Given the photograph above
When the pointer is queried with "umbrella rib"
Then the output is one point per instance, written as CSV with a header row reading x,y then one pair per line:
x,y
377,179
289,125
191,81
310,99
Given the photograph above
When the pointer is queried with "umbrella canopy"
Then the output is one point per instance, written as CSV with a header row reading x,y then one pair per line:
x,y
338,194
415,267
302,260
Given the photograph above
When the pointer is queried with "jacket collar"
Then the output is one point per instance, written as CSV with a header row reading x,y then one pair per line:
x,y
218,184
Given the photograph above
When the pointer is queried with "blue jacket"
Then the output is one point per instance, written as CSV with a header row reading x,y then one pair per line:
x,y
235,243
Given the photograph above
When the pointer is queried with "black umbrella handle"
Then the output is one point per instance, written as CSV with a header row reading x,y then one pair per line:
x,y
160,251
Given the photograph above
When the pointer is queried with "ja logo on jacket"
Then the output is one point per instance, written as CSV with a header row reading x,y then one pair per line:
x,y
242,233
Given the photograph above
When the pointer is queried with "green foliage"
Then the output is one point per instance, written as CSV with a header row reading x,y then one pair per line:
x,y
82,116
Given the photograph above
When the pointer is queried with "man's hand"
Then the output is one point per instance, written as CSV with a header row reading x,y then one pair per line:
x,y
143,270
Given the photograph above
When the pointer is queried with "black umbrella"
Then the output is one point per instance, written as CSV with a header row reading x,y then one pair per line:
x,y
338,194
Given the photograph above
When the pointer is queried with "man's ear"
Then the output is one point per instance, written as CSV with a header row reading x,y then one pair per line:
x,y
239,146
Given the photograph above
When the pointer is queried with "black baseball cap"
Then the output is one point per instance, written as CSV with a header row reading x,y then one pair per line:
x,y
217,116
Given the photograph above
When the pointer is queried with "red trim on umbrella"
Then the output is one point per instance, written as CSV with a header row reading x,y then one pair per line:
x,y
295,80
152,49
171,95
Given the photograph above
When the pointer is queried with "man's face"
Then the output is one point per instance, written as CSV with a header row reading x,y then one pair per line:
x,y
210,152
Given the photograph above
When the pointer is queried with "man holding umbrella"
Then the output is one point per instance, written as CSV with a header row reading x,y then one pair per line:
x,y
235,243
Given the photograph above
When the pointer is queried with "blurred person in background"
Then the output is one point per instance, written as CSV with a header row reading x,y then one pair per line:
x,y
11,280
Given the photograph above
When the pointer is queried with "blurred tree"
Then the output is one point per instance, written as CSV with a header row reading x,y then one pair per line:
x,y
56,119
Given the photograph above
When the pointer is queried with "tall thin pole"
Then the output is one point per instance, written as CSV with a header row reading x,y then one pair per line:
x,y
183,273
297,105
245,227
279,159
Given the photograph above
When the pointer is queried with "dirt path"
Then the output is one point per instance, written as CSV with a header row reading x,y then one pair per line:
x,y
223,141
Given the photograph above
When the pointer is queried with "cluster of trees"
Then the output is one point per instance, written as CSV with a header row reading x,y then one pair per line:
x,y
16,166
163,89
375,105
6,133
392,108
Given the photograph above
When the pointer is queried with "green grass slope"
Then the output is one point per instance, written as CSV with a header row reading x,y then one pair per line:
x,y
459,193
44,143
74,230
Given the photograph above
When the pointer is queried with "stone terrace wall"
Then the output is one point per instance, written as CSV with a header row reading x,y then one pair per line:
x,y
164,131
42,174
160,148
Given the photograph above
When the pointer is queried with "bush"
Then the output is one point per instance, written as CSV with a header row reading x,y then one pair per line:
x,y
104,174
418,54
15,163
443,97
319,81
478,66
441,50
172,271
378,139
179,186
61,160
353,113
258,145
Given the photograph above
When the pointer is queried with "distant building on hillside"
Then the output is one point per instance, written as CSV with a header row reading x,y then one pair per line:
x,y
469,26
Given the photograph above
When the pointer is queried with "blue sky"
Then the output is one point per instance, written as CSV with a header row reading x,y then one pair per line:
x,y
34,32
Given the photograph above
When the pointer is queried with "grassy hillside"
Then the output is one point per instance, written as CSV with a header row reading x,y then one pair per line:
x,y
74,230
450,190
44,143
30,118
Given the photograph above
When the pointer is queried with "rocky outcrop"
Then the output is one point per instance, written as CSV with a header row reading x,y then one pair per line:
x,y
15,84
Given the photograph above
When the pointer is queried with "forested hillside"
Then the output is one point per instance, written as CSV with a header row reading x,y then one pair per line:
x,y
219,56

Task objective: The number alone is the answer: work out how many lines in the data contain "blue".

Output of the exercise: 2